* _Questions à traiter_
1. Indiquez si chacune des affirmations suivantes concorde avec le texte fourni, en répondant par oui ou non et en citant les mots décisifs du texte :
(a) La Chine a fait exploser sa première bombe A en 1964.
(b) Pékin accepte de partager sa force de dissuasion avec Pyongyang.
(c) Au cours des années 70, Moscou et Pékin acceptent les autres demandes de Pyongyang.
2. Répondez brièvement à ces questions d'après le texte fourni :
(a) Vers quel pays Pyongyang se tourne-t-il après le refus de Moscou ?
(b) En quelle année la Chine a-t-elle fait exploser sa première bombe A ?
(c) Quels pays portent le développement de l'économie nord-coréenne ?
3. Selon le texte fourni, pourquoi Moscou et Pékin rejettent-ils plusieurs autres demandes de Pyongyang tout au long des années 70 ?

Espionnage scientique et sociétés fantômes

Devant le refus de Moscou de lui céder ses secrets, Pyongyang approche la Chine, qui a fait exploser sa première bombe A en 1964. En vain. Pékin ne veut pas brader sa précieuse force de dissuasion. Tout au long des années 70, Moscou et Pékin, qui portent le développement de l'économie nord-coréenne, rejetteront plusieurs autres demandes de Pyongyang - les deux grands pays communistes se méfient des ambitions militaires de Kim Il-sung.

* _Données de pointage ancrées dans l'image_
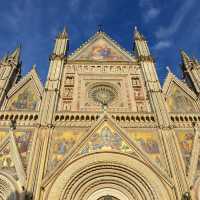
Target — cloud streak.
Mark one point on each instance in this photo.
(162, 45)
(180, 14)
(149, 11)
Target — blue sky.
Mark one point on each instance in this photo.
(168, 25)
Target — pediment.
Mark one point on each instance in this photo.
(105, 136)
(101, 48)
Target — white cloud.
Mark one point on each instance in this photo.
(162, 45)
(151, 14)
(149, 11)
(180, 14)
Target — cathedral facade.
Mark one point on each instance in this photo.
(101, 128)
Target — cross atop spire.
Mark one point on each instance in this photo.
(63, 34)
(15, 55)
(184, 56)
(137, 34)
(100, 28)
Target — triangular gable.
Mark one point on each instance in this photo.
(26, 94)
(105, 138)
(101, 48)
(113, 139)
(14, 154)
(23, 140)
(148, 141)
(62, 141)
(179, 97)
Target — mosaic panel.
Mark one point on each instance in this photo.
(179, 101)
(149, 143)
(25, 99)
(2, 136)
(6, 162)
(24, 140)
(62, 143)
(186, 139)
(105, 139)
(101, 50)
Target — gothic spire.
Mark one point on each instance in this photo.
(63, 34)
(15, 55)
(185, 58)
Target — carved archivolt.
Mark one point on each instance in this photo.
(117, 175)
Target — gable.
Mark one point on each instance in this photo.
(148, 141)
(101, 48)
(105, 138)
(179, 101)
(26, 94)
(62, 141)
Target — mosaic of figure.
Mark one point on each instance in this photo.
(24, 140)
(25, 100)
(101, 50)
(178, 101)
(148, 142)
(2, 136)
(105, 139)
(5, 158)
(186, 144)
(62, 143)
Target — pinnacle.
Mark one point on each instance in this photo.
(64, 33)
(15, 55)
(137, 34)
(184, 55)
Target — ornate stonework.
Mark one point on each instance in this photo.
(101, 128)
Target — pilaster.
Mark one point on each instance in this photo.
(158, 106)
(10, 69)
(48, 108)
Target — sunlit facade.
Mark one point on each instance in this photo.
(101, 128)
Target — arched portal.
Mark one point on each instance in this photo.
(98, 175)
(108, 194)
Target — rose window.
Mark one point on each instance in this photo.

* _Réponses dans l'ordre_
1.
(a) Oui : « qui a fait exploser sa première bombe A en 1964 »
(b) Non : « Pékin ne veut pas brader sa précieuse force de dissuasion. »
(c) Non : « rejetteront plusieurs autres demandes de Pyongyang »

2.
(a) La Chine.
(b) En 1964.
(c) Moscou et Pékin.

3. Les deux grands pays communistes se méfient des ambitions militaires de Kim Il-sung.